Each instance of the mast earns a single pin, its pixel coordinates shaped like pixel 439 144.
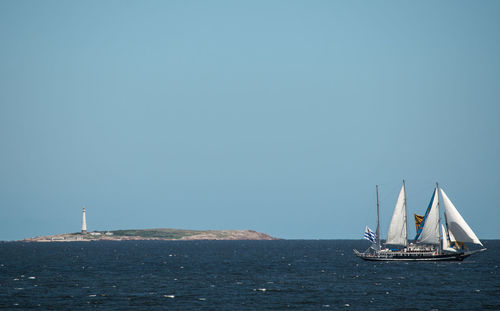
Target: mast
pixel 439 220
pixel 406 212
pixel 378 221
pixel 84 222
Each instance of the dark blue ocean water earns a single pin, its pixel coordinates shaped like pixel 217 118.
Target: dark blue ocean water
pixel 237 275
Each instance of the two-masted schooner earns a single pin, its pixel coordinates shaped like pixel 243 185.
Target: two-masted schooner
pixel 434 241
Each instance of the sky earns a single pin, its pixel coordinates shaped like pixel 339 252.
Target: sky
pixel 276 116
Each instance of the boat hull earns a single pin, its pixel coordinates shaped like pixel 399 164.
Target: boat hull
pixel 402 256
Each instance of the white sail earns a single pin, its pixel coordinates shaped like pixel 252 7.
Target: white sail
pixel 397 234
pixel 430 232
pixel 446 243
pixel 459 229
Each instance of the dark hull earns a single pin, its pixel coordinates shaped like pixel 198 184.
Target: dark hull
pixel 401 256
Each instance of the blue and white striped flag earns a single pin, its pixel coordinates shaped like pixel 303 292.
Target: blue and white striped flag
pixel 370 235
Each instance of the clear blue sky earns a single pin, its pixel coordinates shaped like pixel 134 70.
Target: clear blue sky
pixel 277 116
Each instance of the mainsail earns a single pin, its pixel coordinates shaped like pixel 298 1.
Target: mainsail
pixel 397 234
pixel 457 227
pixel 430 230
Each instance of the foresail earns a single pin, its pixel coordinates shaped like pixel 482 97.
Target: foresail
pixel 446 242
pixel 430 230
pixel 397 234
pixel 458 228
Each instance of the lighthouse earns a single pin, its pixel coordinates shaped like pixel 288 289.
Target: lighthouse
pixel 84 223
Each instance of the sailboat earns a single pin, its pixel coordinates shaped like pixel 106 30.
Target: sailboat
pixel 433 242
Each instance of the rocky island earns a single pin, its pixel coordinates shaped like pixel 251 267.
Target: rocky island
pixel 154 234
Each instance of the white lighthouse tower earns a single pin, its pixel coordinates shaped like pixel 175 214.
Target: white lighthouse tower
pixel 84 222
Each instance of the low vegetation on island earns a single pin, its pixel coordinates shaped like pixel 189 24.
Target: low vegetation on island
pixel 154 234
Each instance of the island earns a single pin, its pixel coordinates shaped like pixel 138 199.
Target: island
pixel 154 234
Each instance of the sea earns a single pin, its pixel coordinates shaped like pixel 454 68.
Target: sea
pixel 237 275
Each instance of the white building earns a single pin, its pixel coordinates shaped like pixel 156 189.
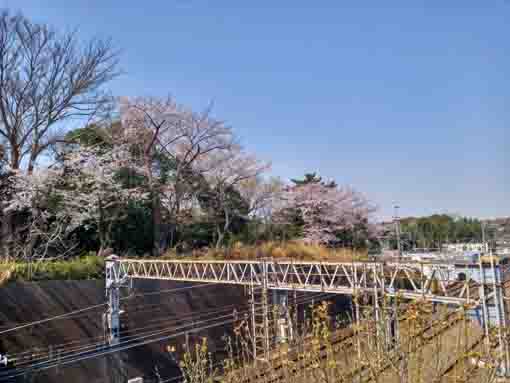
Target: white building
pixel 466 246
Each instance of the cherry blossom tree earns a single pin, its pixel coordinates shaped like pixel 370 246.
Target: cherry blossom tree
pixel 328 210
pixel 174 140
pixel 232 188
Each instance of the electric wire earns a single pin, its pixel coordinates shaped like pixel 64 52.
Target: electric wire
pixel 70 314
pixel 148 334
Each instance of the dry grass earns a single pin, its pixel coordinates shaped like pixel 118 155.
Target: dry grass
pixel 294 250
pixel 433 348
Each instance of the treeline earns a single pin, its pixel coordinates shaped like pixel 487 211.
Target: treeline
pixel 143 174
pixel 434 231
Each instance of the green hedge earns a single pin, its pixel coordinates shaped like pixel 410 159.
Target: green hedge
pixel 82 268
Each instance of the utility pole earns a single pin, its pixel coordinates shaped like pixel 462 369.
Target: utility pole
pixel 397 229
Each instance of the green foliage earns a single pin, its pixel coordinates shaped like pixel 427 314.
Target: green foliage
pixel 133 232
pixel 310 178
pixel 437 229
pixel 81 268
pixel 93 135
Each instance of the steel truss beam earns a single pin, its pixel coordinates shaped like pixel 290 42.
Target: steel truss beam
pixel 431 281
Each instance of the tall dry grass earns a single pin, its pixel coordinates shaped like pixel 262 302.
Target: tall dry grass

### [DIRECTIONS FOR THIS TASK]
Return only the stretch of the material above from the line holding "Each instance of the sky" through the line holding "Each instance of the foresail", copied exactly.

### [RESULT OF THIS TASK]
Each instance of the sky earns a single pin, its pixel coordinates shaped like pixel 339 252.
Target: sky
pixel 276 116
Each instance of the boat hull earns a single pin, its pixel coordinates shaped like pixel 399 164.
Target: boat hull
pixel 402 256
Each instance of the white sail earns a single pin, its pixel coordinates shaped like pixel 252 7.
Target: white sail
pixel 397 234
pixel 430 232
pixel 446 243
pixel 459 229
Each instance of the dark hull earns a single pin, its pixel coordinates shaped like pixel 198 184.
Target: dark hull
pixel 401 256
Each instance of the blue and white striped flag earns a single pin, its pixel coordinates shaped like pixel 303 292.
Target: blue and white striped flag
pixel 370 235
Each instance of the clear blue sky earns a single pin, its pixel coordinates shaped like pixel 134 70.
Target: clear blue sky
pixel 277 116
Each instance of the mainsail earns a single pin, its pixel coordinates shaped like pixel 298 1.
Target: mainsail
pixel 397 234
pixel 457 227
pixel 430 230
Each instance of the foresail earns a single pin, its pixel coordinates shaped like pixel 482 97.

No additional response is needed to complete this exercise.